EXERCISE INSTRUCTIONS => Everything from the line that contains "the mooring rope" through the final line of the records should be written out exactly, and nothing outside that span.

Pointing dataset excerpts
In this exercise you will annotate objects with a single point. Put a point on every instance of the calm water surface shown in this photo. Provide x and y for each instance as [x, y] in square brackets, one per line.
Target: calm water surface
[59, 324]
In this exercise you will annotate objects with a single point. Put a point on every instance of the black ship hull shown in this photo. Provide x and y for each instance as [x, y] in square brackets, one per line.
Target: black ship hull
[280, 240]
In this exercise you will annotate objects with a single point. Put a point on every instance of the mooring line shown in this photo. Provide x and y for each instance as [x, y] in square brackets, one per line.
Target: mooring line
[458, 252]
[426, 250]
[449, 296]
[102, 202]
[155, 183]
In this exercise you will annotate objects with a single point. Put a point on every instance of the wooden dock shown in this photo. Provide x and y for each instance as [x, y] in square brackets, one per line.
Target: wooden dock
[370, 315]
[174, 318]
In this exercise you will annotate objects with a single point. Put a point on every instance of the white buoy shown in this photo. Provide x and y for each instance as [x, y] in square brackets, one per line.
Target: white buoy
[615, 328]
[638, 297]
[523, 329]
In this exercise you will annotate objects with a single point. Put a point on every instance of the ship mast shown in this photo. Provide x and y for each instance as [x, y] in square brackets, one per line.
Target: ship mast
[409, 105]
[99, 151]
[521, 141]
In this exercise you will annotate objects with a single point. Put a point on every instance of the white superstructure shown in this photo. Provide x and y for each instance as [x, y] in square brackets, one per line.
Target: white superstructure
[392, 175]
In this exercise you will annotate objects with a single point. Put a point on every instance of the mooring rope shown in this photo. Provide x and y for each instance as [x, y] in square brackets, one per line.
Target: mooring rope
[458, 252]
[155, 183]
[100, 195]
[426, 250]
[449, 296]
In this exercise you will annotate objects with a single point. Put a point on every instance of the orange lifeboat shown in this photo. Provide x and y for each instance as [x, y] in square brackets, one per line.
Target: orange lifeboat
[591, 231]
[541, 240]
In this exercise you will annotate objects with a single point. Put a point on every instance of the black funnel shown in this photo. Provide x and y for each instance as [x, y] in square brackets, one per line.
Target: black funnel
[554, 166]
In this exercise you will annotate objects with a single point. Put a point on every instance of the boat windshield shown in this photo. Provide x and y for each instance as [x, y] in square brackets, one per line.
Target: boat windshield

THE RESPONSE =>
In this exercise you will annotate objects with a single point. Put a point on every instance of the mooring rope shown in this photo. Provide x and y for each instance as [x, y] in square brackets, one per line.
Target: mooring rope
[458, 252]
[155, 183]
[100, 195]
[426, 250]
[449, 296]
In this exercise you will annotate objects with a single point. Put a point on every instance of the orange lifeboat shown in this photo. Provide x and y for each instance as [x, y] in square brackets, one per line.
Target: orange lifeboat
[591, 231]
[541, 240]
In this exercise you will annotate objects with a single point. Put a point on every instance of the black funnel shown in this photo. Provide x and y for each instance as [x, y] in square brackets, one per line.
Target: black funnel
[554, 166]
In this exercise you will annotate objects with a single point. Put a point on every instance of the boat windshield shown in this photo. Provide x and y for each instance as [x, y] in square brackets, one per line.
Target: boat windshield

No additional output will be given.